* WHAT YOU SHOULD DO *
Can you set down every row below again, word for word and in the same order, changing nothing?

──────

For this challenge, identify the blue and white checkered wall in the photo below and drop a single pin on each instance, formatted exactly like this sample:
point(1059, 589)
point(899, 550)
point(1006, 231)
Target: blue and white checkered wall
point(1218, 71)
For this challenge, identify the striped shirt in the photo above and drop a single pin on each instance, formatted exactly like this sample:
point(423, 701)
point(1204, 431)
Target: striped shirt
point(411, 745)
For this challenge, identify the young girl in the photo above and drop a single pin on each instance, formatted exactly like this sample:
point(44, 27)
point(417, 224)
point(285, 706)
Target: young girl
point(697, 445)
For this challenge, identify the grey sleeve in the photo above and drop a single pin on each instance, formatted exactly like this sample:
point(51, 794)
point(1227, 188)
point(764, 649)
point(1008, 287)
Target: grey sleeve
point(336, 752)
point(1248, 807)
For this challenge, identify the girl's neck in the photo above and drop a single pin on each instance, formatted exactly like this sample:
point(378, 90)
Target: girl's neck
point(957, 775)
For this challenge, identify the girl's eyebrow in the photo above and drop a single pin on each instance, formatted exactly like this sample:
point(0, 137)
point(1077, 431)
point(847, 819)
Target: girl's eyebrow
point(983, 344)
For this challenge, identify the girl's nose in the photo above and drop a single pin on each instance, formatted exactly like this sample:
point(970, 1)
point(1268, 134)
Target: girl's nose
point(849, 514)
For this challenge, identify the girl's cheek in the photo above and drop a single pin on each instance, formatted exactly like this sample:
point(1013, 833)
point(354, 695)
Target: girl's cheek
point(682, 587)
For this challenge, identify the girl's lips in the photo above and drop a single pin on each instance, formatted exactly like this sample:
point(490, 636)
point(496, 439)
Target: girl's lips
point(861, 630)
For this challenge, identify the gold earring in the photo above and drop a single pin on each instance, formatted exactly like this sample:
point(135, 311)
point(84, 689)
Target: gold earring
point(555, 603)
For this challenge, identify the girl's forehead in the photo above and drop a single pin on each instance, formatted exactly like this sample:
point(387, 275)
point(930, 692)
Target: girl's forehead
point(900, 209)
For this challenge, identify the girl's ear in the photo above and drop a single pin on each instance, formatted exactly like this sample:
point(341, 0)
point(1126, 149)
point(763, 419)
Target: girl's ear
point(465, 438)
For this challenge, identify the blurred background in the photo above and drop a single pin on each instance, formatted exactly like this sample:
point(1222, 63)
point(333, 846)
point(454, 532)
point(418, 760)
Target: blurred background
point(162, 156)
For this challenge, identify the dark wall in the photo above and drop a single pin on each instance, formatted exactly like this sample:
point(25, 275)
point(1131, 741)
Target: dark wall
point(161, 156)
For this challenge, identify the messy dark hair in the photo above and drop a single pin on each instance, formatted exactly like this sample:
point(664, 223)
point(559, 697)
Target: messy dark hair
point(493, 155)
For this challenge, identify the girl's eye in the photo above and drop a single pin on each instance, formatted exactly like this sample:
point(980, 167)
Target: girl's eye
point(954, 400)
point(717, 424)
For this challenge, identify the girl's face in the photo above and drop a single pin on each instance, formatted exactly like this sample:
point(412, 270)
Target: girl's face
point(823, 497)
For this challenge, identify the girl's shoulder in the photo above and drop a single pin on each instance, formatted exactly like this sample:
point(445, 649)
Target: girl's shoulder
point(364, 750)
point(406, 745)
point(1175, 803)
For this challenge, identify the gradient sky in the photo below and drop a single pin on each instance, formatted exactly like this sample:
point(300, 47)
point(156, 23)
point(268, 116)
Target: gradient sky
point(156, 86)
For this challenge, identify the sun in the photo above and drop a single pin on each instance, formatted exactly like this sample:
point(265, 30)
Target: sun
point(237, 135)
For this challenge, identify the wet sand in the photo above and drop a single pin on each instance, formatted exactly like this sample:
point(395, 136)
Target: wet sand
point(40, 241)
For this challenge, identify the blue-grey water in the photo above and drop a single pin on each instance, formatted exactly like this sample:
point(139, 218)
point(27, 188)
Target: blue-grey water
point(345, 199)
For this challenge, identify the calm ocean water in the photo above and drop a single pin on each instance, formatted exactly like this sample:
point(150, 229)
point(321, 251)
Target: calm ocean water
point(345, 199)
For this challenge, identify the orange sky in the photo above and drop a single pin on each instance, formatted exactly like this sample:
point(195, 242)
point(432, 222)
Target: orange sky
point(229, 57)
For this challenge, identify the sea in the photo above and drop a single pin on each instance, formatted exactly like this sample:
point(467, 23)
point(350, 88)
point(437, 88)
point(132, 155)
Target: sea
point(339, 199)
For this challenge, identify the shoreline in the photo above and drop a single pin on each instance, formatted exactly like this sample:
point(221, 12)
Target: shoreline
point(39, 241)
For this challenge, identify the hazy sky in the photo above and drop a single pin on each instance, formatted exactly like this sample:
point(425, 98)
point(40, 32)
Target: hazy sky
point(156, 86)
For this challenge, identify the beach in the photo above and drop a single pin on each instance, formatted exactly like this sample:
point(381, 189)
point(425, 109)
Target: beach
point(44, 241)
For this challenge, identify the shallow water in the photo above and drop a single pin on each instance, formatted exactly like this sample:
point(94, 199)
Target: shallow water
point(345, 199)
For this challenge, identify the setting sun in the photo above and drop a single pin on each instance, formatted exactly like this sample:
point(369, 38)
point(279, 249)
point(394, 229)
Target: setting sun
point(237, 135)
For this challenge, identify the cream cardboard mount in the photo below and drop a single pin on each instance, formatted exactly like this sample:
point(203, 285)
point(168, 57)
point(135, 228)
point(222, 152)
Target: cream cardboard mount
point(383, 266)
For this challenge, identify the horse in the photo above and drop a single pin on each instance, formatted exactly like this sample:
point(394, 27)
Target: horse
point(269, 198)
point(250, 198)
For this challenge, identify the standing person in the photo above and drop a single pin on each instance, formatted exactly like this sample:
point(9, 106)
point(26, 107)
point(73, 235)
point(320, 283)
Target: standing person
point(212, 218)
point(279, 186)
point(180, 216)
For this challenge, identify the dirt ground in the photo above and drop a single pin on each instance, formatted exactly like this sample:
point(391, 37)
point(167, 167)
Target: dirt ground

──────

* FINAL RESULT *
For this challenge, identify the blue and white checkered wall in the photo below and drop a single pin on each instance, formatted exactly like this sample:
point(1059, 589)
point(899, 550)
point(1006, 231)
Target: blue and white checkered wall
point(1218, 71)
For this challenge, identify the striped shirt in the photo above and drop a single pin on each instance, formatted exactly like this sample:
point(423, 701)
point(1204, 431)
Target: striped shirt
point(411, 745)
For this challenge, identify the young girl in the photo above and drop a single pin on each instance, formatted exactly like this sample:
point(44, 27)
point(417, 224)
point(285, 706)
Target: young girl
point(697, 445)
For this challenge, identify the grey sleeve in the photo above and drop a single pin on each instance, formatted exactly like this sample:
point(51, 794)
point(1227, 188)
point(764, 649)
point(1008, 287)
Target: grey sleeve
point(336, 752)
point(1248, 807)
For this challenge, identify the girl's neck in the photo above and drop a single pin on each instance, formatted exactly like this sample:
point(378, 90)
Target: girl's neck
point(957, 775)
For this challenge, identify the girl's eyebrow in the photo above and drop a single pin on each instance, formatted exactly like this sample:
point(0, 137)
point(1077, 431)
point(847, 819)
Target: girl's eyebrow
point(983, 344)
For this challenge, identify the girl's nose in the photo above and drop a single pin on each instance, formatted exactly like this sample:
point(970, 1)
point(1268, 134)
Target: girl's nose
point(849, 514)
For this challenge, identify the girl's cheek in the photo above and drop a single pin on each instance, formatted exactly like this sample:
point(1013, 833)
point(354, 695)
Target: girl's cheek
point(682, 587)
For this challenge, identify the girl's lips in the photo above and drop a single pin on each instance, formatted exactly like this sample:
point(490, 636)
point(496, 439)
Target: girl's lips
point(861, 630)
For this challenge, identify the gold earring in the photo above and drop a single pin on each instance, formatted exactly like this sample:
point(135, 311)
point(84, 689)
Target: gold earring
point(555, 603)
For this challenge, identify the girl's forehead in the photo above and drop a single pin on each instance, formatted exactly like this sample:
point(387, 275)
point(930, 692)
Target: girl's forehead
point(900, 209)
For this challenge, identify the girl's ear in the photo above and drop a single pin on each instance, formatted exactly like this sample:
point(341, 0)
point(1126, 149)
point(763, 419)
Target: girl's ear
point(465, 438)
For this challenge, identify the blurred background in the photo above and drop a single pin on each instance, formatted exactly like this sample:
point(1222, 63)
point(333, 846)
point(454, 532)
point(418, 760)
Target: blurred background
point(162, 156)
For this challenge, identify the dark wall in the photo above and drop a single pin on each instance, formatted exactly like this sample:
point(25, 275)
point(1131, 741)
Target: dark wall
point(161, 156)
For this challenge, identify the messy dark hair in the photo above and drop a single pin on each instance, formatted exactly like this sample:
point(664, 223)
point(559, 697)
Target: messy dark hair
point(493, 155)
For this challenge, identify the girl's eye in the photo above and drop a single pin on each instance, formatted exactly like this sample:
point(980, 167)
Target: girl's eye
point(954, 400)
point(717, 424)
For this challenge, identify the girl's face in the photo above and drop a single pin on each instance, formatted exactly like this sample:
point(412, 270)
Target: girl's face
point(823, 497)
For this challenge, identify the girl's shoulder in the photo above and drop a single pin on each instance, formatted exactly like this sample:
point(445, 649)
Target: girl's shoulder
point(364, 750)
point(406, 745)
point(1175, 803)
For this challenge, identify the gradient sky in the photo below and drop a single pin on each instance, formatted exactly like this sample:
point(300, 47)
point(156, 23)
point(268, 116)
Target: gradient sky
point(156, 86)
For this challenge, identify the sun in the photo above and drop a single pin on each instance, formatted exactly like this sample:
point(265, 30)
Target: sun
point(237, 135)
For this challenge, identify the wet sand in the photo above and drop a single pin on each instance, formatted exactly like this sample:
point(395, 136)
Target: wet sand
point(40, 241)
For this challenge, identify the blue-grey water in the photo above and drop a single pin on each instance, formatted exactly like this sample:
point(139, 218)
point(27, 188)
Target: blue-grey water
point(345, 199)
For this challenge, identify the calm ocean water in the photo above and drop a single pin on each instance, formatted exactly like this sample:
point(150, 229)
point(321, 251)
Target: calm ocean water
point(345, 199)
For this challenge, identify the orange sky in the photo above and drop a single pin on each instance, formatted exactly like this sample:
point(195, 242)
point(432, 222)
Target: orange sky
point(229, 57)
For this challenge, identify the sea in the photo above and drop a single pin on each instance, formatted exactly like this sample:
point(467, 23)
point(350, 88)
point(437, 88)
point(132, 155)
Target: sea
point(339, 199)
For this challenge, identify the shoreline in the photo above and drop a single pin on each instance, formatted exactly like this sample:
point(221, 12)
Target: shoreline
point(39, 241)
For this challenge, identify the hazy sky in the photo above and drop a single pin on each instance, formatted exactly like this sample:
point(425, 98)
point(40, 32)
Target: hazy sky
point(156, 86)
For this challenge, identify the beach in the photo above and drop a single pin on each instance, formatted exactly like this sample:
point(381, 189)
point(425, 109)
Target: beach
point(44, 241)
For this challenge, identify the shallow water in the photo above and drop a single pin on each instance, formatted exactly like this sample:
point(94, 199)
Target: shallow water
point(345, 199)
For this challenge, identify the setting sun in the photo above and drop a single pin on each instance, formatted exactly like this sample:
point(369, 38)
point(279, 249)
point(394, 229)
Target: setting sun
point(237, 135)
For this challenge, identify the cream cardboard mount in the photo below and drop a single pin on each instance, formatted exactly like this sample:
point(203, 285)
point(168, 57)
point(135, 228)
point(222, 152)
Target: cream cardboard mount
point(383, 266)
For this challenge, identify the horse in the photo above and drop a single pin on each instance, formatted exactly like this sample:
point(394, 27)
Target: horse
point(269, 198)
point(250, 198)
For this challenge, identify the standing person in the photo above and drop a single pin on each instance, formatted exactly like this sample:
point(9, 106)
point(26, 107)
point(73, 235)
point(320, 283)
Target: standing person
point(212, 218)
point(279, 186)
point(180, 216)
For this challenge, identify the dirt ground in the photo above and drop a single pin on each instance, formatted exactly like this sample:
point(391, 37)
point(167, 167)
Target: dirt ground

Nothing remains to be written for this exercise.